[START OF RECORDS SHOWN]
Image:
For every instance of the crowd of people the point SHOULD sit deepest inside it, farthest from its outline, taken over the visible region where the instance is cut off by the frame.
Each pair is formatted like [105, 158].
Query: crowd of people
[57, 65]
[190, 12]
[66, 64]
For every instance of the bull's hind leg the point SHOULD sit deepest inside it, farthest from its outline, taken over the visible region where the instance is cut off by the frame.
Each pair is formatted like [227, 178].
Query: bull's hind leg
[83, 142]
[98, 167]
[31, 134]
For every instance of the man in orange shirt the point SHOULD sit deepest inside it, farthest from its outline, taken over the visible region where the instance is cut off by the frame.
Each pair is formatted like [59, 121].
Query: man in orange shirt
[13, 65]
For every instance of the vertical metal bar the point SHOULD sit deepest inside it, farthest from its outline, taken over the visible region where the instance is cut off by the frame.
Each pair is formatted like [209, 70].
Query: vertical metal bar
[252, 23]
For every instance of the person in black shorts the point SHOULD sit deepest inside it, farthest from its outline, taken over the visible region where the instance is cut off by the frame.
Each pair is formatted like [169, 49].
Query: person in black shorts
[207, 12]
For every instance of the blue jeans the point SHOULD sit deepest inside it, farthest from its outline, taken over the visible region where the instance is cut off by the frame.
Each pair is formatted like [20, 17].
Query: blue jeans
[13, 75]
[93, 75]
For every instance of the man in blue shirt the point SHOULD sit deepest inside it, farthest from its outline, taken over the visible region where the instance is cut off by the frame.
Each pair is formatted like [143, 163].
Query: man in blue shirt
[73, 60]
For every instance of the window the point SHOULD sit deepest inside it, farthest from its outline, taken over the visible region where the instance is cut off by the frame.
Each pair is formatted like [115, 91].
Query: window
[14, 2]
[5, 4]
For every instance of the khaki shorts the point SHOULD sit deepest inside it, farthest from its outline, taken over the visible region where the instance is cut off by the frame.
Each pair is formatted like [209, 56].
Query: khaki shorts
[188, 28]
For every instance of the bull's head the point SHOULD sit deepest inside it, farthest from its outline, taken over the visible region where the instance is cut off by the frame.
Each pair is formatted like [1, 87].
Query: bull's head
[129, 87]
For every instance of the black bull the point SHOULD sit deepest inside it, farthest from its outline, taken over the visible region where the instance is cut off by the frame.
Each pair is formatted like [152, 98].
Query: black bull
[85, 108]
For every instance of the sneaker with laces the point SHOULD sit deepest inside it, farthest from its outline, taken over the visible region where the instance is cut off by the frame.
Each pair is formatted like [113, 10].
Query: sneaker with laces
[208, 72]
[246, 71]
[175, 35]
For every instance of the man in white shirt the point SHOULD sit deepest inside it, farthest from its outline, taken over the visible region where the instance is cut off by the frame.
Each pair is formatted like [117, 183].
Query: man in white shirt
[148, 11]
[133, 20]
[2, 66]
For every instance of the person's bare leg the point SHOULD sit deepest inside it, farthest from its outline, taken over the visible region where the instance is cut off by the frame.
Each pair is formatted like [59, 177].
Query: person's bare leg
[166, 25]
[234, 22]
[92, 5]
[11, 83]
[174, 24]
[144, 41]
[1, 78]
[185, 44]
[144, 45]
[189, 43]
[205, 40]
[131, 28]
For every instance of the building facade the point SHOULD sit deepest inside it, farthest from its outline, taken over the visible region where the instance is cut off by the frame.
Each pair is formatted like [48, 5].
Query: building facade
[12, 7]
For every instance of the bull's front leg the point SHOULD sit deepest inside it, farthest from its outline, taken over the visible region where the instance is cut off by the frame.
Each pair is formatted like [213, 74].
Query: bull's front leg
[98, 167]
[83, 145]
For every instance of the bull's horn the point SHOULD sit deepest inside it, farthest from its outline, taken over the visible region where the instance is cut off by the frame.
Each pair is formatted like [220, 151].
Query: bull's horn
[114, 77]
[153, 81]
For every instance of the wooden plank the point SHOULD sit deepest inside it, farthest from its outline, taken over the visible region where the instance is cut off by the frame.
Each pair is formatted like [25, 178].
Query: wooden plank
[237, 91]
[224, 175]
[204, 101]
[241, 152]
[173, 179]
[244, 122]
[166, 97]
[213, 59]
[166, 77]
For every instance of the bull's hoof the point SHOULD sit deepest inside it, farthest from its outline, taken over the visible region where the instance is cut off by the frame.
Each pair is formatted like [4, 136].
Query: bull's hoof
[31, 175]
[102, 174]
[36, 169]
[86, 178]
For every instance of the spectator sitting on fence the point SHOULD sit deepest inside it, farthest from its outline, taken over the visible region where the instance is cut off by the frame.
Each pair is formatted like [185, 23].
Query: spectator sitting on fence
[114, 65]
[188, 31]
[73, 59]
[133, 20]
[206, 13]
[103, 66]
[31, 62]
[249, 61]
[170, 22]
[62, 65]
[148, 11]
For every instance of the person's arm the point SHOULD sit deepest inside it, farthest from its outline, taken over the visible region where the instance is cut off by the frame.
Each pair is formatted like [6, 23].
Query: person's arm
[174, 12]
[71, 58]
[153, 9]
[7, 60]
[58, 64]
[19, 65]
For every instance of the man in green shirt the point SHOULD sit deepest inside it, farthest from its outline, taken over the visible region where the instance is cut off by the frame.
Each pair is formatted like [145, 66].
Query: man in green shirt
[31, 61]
[END OF RECORDS SHOWN]
TASK DIRECTIONS: Format the lines of the material above as a numbered list, omitting blank lines.

THE COMPLETED TASK:
1. Image:
2. For every instance of the crowd of people the point SHOULD sit deepest inside it, farthest from its outline, taken over the visible region where the instance is cut off by the frame.
3. Each pair is formatted like [105, 158].
4. Query: crowd of people
5. [57, 65]
6. [190, 12]
7. [66, 64]
8. For every instance of the bull's hind leg the point SHOULD sit deepest inside it, farthest from its outline, taken over the visible region where the instance is cut off by the frame.
9. Each pair is formatted like [227, 178].
10. Query: bull's hind leg
11. [83, 142]
12. [98, 167]
13. [31, 134]
14. For every instance of the man in orange shirt the point SHOULD sit deepest inside it, farthest from its outline, taken over the visible region where the instance is cut off by the frame.
15. Each pair is formatted like [59, 121].
16. Query: man in orange shirt
17. [13, 65]
18. For every instance of the vertical metal bar the point SHOULD sit deepest inside it, farthest from its outline, taken over the visible region where the instance is cut off by the frame.
19. Each pair is formatted like [209, 70].
20. Query: vertical metal bar
21. [252, 23]
22. For every instance of the person in black shorts the point SHOULD sit deepest inside it, farthest from its outline, taken over the visible region where the instance is cut off by the frame.
23. Each pair is formatted like [169, 49].
24. Query: person in black shorts
25. [207, 12]
26. For every instance of the blue jeans the point SHOULD sit deepest inside it, farthest from its outline, taken over the visible region where the instance is cut off by the frame.
27. Each pair is formatted like [20, 17].
28. Query: blue jeans
29. [13, 75]
30. [93, 75]
31. For every instance of the man in blue shirt the point SHOULD sit deepest inside it, farthest from its outline, taken over the visible region where the instance is cut off by the frame.
32. Each pair is formatted like [143, 163].
33. Query: man in blue shirt
34. [73, 60]
35. For every instance of the window the point SHOULD sit deepest inside it, farthest from its outline, taken over the visible region where the instance is cut off by the frame.
36. Each pair is formatted like [115, 91].
37. Query: window
38. [14, 2]
39. [5, 4]
40. For every instance of the khaki shorts the point SHOULD sit deepest inside it, farthest from its outline, taken over the visible region where the instance is cut off by the frame.
41. Each pair is formatted like [209, 56].
42. Query: khaki shorts
43. [188, 28]
44. For every instance of the bull's head the point SHOULD sit deepest inside it, farthest from its outline, taken over the visible region where the instance is cut off by the frame.
45. Each pair is formatted like [1, 87].
46. Query: bull's head
47. [129, 87]
48. For every instance of the black bull the point SHOULD sit deepest inside it, farthest from its outline, taken over the visible region where the instance is cut off by the frame.
49. Each pair is formatted like [152, 98].
50. Query: black bull
51. [85, 108]
52. For every instance of the sneaker with laces the point SHOULD sit deepest inside it, farthest from its outline, taken over the visible region where the instance is cut off by the frame.
53. Each pair is formatted like [113, 10].
54. Query: sneaker with laces
55. [208, 72]
56. [246, 71]
57. [175, 35]
58. For every instance of the man in white shirt the point SHOULD sit deepest inside it, farthest from its outline, taken over the visible region where the instance is cut off by the frame.
59. Each pair is formatted like [117, 183].
60. Query: man in white shirt
61. [148, 11]
62. [133, 20]
63. [2, 66]
64. For every instance of the person's bare leg the point SHOULD sit deepest inside it, farthest from its outline, taken over the visible region where the instance is cut off by the frame.
65. Each pair is formatted like [59, 177].
66. Query: person's bare leg
67. [166, 25]
68. [234, 22]
69. [92, 5]
70. [11, 83]
71. [174, 24]
72. [144, 41]
73. [1, 78]
74. [185, 44]
75. [144, 45]
76. [189, 43]
77. [205, 40]
78. [131, 28]
79. For every instance of the building facade the point SHOULD sit deepest inside it, farthest from its outline, taken over the visible region where the instance is cut off by the frame.
80. Each pair is formatted like [48, 5].
81. Query: building facade
82. [12, 7]
83. For every instance of the bull's front leg the point SHOULD sit deepest inside it, farthest from its outline, taken over the visible region where the instance is cut off by the frame.
84. Each pair is formatted like [213, 74].
85. Query: bull's front leg
86. [98, 167]
87. [83, 145]
88. For every instance of the bull's horn the point SHOULD sit deepest inside it, farthest from its outline, taken over the visible region where the instance is cut off by the frame.
89. Each pair is formatted like [220, 151].
90. Query: bull's horn
91. [114, 77]
92. [153, 81]
93. For every instance of the wooden plank the point SHOULD sit deepest inside it, farthest from its outline, taken over the visible region where the instance is cut off by the frame.
94. Each pair is formatted like [25, 178].
95. Query: wooden plank
96. [237, 91]
97. [224, 175]
98. [204, 101]
99. [241, 152]
100. [173, 179]
101. [244, 122]
102. [166, 97]
103. [213, 59]
104. [166, 77]
105. For every instance of the bull's hoof the point SHOULD sit deepest inside it, farthest from its outline, taken over the visible region where the instance is cut off by the frame.
106. Each pair is formatted like [4, 136].
107. Query: bull's hoof
108. [31, 175]
109. [102, 174]
110. [36, 169]
111. [86, 178]
112. For every instance of the spectator sitting on fence the point SHOULD sit deepest inside it, farthest from its outline, taken over the visible region where the instance is cut off by the frame.
113. Each pair is formatted like [185, 23].
114. Query: spectator sitting on fence
115. [114, 65]
116. [188, 31]
117. [73, 59]
118. [133, 20]
119. [206, 13]
120. [103, 66]
121. [31, 62]
122. [249, 61]
123. [170, 22]
124. [62, 65]
125. [148, 11]
126. For every instance of the person's arm the point SHOULD sit deepest inside it, farthest from its outline, taken over the visible region where the instance is cut off by the frame.
127. Each pair is formatted like [6, 23].
128. Query: person's arm
129. [174, 12]
130. [71, 58]
131. [153, 9]
132. [7, 60]
133. [58, 64]
134. [19, 65]
135. For every instance of the man in green shirt the point SHOULD sit deepest inside it, farthest from its outline, taken over the visible region where the instance is cut off by the frame.
136. Each pair is formatted like [145, 66].
137. Query: man in green shirt
138. [31, 61]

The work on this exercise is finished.